Beamur · 27/04/2022 11:25

We worked through some of the exercises in a book called 'helping your anxious child' and to be honest, I think it may have helped me more understanding what was happening and how we could react to her in a more helpful way.
There's lots of resources online but keeping a diary was part of it - making a note of how you felt. There are various free templates.
The therapist was the one who took DD through it really and my background reading helped me. I don't think I had always reacted appropriately before and had got annoyed at her a few times for saying quite blunt or unkind things.
But it seems to be at the heart of CBT (cognitive behavioural therapy) that you address your problems by the way you think and behave.

- - -

### Exercise instructions
1. Answer these about the forum post on helping an anxious child:
(a) What is the title of the book the writer worked through?
(b) Besides online resources, what was part of it?
(c) Who took DD through it?
2. Could you rewrite the forum post on the anxious child from "Beamur · 27/04/2022" to "various free templates.", putting "journal" in place of "diary"?
3. Can you continue the forum post about helping an anxious child, picking up after its last sentence?

### Dataset excerpt
- - -

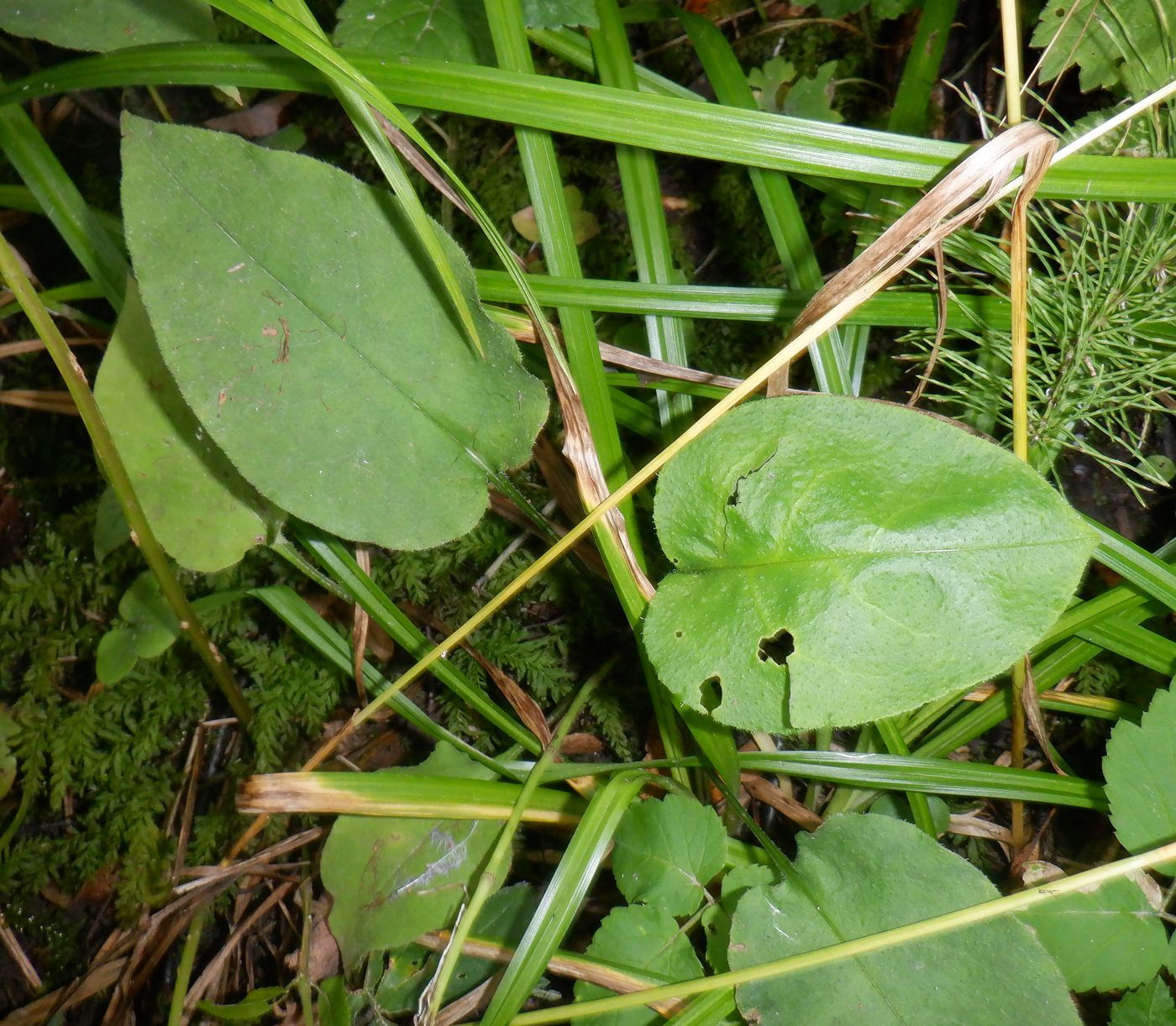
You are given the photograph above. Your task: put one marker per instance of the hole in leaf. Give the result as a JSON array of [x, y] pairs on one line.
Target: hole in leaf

- - -

### Solved problems
1.
(a) 'helping your anxious child'
(b) Keeping a diary, making a note of how you felt.
(c) The therapist.

2.
Beamur · 27/04/2022 11:25

We worked through some of the exercises in a book called 'helping your anxious child' and to be honest, I think it may have helped me more understanding what was happening and how we could react to her in a more helpful way.
There's lots of resources online but keeping a journal was part of it - making a note of how you felt. There are various free templates.

3.
For DD part of that has been learning how to resist intrusive thoughts and catastrophising, which involves actively asking herself how likely something is and de-escalation of anxiety around it. Another aspect has been exposure - like around social anxiety, she's being very brave and doing things that make her uncomfortable, but getting a positive response when it goes well, which then makes it easier to keep doing it. I'm simplifying these and am no expert, but there are specific techniques that can be learnt and to give an anxious child the tools to make themselves feel better is very empowering. DD finds it really hard work doing this when she's having a bad spell and wishes it would just stop, so I won't pretend it's easy. But the sense of being a bit more in control and not helpless is very useful.